WORK TO COMPLETE
Collect each line in the rows below that contains the word "front".

EXTRACTED DATA
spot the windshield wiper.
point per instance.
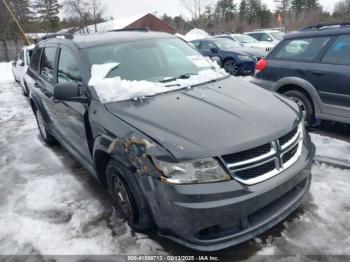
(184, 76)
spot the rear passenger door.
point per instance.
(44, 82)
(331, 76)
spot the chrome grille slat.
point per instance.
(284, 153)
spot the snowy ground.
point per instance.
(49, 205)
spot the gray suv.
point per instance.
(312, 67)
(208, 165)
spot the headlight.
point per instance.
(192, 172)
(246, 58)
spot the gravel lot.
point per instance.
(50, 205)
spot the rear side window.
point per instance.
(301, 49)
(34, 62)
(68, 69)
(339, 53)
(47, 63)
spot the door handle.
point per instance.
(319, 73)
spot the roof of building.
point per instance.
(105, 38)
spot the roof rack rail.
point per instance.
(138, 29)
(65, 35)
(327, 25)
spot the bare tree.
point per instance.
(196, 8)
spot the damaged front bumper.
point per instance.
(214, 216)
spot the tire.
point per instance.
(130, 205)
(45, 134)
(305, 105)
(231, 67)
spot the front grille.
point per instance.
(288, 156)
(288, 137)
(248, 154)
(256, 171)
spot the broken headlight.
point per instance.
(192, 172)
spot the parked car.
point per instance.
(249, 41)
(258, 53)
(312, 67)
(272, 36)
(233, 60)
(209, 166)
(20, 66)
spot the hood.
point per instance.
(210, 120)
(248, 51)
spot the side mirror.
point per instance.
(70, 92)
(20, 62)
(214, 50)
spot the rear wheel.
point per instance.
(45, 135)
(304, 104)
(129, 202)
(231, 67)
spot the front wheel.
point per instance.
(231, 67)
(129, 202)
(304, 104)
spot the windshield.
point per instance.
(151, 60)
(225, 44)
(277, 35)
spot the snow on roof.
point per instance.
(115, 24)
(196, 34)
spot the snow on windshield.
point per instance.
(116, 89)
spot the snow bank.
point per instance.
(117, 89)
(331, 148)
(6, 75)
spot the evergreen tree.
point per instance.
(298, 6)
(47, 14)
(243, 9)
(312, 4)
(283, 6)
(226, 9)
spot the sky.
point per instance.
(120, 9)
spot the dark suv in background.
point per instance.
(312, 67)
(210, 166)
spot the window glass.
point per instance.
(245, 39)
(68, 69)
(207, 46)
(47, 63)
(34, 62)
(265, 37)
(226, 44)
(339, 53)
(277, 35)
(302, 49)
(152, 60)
...
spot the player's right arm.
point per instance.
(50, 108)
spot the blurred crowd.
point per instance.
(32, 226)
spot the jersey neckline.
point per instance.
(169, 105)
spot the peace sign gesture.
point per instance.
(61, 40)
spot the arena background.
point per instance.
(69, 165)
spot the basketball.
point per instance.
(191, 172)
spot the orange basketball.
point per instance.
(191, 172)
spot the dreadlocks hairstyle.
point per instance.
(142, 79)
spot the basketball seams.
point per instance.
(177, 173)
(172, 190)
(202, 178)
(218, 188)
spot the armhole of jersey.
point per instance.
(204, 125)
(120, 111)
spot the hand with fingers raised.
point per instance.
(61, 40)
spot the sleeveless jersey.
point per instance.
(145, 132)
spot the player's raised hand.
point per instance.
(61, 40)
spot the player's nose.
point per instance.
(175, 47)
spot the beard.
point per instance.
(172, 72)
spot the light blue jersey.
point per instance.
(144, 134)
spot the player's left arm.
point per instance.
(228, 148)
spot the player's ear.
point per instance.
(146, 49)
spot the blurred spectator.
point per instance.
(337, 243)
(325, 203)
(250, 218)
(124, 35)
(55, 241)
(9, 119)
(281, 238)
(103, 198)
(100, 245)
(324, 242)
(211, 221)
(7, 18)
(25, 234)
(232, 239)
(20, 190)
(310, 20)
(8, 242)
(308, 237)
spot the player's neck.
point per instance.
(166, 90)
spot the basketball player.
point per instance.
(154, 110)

ANSWER FOR THE TASK
spot the damaged front bumper.
spot the front grille.
spot the front wheel.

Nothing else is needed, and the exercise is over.